● Task to complete: Set the listing down again exactly, please, apart from its pictures.

──────── Material for the task ────────

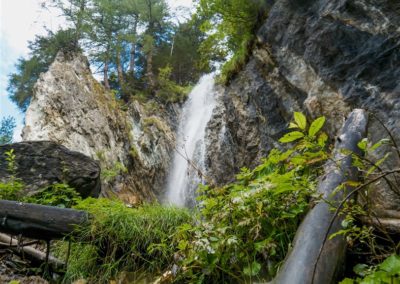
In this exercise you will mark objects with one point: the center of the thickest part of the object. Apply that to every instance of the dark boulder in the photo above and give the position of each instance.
(40, 164)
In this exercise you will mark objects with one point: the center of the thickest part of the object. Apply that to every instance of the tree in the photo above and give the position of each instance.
(43, 50)
(7, 126)
(154, 13)
(180, 52)
(75, 12)
(231, 27)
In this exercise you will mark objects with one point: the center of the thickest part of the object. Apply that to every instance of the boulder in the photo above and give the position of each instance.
(43, 163)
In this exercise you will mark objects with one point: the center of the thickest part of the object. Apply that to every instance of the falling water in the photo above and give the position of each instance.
(189, 154)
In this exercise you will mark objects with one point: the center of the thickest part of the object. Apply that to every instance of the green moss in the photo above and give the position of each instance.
(133, 153)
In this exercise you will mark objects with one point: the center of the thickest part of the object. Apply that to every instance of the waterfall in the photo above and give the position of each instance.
(184, 178)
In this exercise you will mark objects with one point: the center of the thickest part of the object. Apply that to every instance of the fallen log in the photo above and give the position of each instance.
(31, 253)
(38, 221)
(312, 260)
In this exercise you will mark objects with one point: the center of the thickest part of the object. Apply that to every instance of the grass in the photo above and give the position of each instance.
(122, 239)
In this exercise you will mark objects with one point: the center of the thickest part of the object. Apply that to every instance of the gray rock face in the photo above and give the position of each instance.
(40, 164)
(133, 147)
(321, 57)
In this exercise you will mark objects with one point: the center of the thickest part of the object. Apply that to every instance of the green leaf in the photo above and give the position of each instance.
(291, 136)
(391, 264)
(316, 126)
(379, 144)
(363, 144)
(322, 138)
(252, 269)
(300, 120)
(377, 164)
(361, 269)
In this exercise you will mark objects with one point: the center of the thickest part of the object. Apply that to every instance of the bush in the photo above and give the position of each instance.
(168, 90)
(60, 195)
(253, 220)
(123, 239)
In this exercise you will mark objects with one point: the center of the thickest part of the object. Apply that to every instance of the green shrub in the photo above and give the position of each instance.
(388, 272)
(253, 220)
(123, 239)
(60, 195)
(12, 189)
(168, 90)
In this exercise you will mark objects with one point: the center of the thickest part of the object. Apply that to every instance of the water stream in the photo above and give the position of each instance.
(188, 159)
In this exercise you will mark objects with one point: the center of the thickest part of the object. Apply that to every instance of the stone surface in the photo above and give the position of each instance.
(40, 164)
(321, 57)
(133, 145)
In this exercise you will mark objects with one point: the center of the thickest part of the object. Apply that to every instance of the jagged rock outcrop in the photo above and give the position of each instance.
(133, 146)
(322, 57)
(41, 164)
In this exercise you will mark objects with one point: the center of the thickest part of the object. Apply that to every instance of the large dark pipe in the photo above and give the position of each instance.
(312, 260)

────────

● Solution for this task:
In this exercise you will mark objects with one point: the center of the thickest part of the object. Apply that to every instance of the dark boulder in the photo above and give the position of each instance.
(40, 164)
In this exercise you will mark objects with one point: the center of the thickest part of the object. Apply that to every instance of the tree in the photo above and give the position of each instance.
(43, 50)
(7, 126)
(154, 13)
(180, 52)
(75, 12)
(231, 27)
In this exercise you will mark objects with one point: the center of the thickest part of the object. Apply that to every instance of the boulder in the photo above and give the position of each instance.
(43, 163)
In this exercise you will mark objects with one point: the center of the thickest part of the object. Apply that to every instance of the falling water in the photo above and give the position of each instance.
(189, 154)
In this exercise you will mark objects with one point: the center of the thickest part of the object. Apply that to every instance of the green moss in the photo above and give the position of each instance.
(133, 153)
In this exercise you will mark objects with one point: the center of the thickest part of the object. Apply that to every instance of the waterfall in the photo above and give the position of each instance.
(184, 178)
In this exercise you will mark objects with one point: the center of the thickest part of the object. Apply that to every instance of the fallen log in the photo above and give the position of each instance.
(31, 253)
(38, 221)
(312, 260)
In this exercise you will mark objects with one point: the center of the thickest part of the object. Apply that to every instance of the grass in the photo above and give the position of each instance.
(122, 239)
In this exercise you will mark objects with one point: the center of the thickest part of the object. Apply that to every instance of the gray rock face in the photo above and give the position of each instance.
(40, 164)
(133, 147)
(321, 57)
In this exercise you will mark objects with one point: the center of the thickest part of the object. Apply that to every instance of the green leaf in the photo above and give the position of each instance.
(291, 136)
(391, 264)
(316, 126)
(379, 144)
(363, 144)
(322, 138)
(252, 269)
(300, 120)
(377, 164)
(361, 269)
In this exercise you will mark objects with one point: the center of the thickest part of the object. Apply that to every instance of the bush in the photo above and give the position of each instance.
(168, 90)
(60, 195)
(253, 220)
(123, 239)
In this exercise you will mark objects with one point: the center of the thickest part of the object. Apply that to every instance of the green shrub in the photo above and give the position of each instance.
(388, 272)
(253, 220)
(123, 239)
(60, 195)
(12, 189)
(168, 90)
In this exercise you will mark objects with one point: the center of the thickest part of the object. Apply that to every instance of the water stream in the photo above and give the position of each instance.
(188, 159)
In this exercise you will mark objects with one point: the center of the thickest part of the object. Apply that to every instance of the stone surface in the photo above and give the position of each instance.
(40, 164)
(321, 57)
(133, 145)
In this exercise you will mark objects with one point: the center of the thickest part of the object. Apply that to every instance of the jagged rock outcrop in the photo above and give the position of each instance.
(133, 146)
(322, 57)
(41, 164)
In this exercise you will mark objects with one point: the center of the thickest part of the object. Apply that to every instance of the large dark pipe in the photo above and give the position of each instance.
(312, 260)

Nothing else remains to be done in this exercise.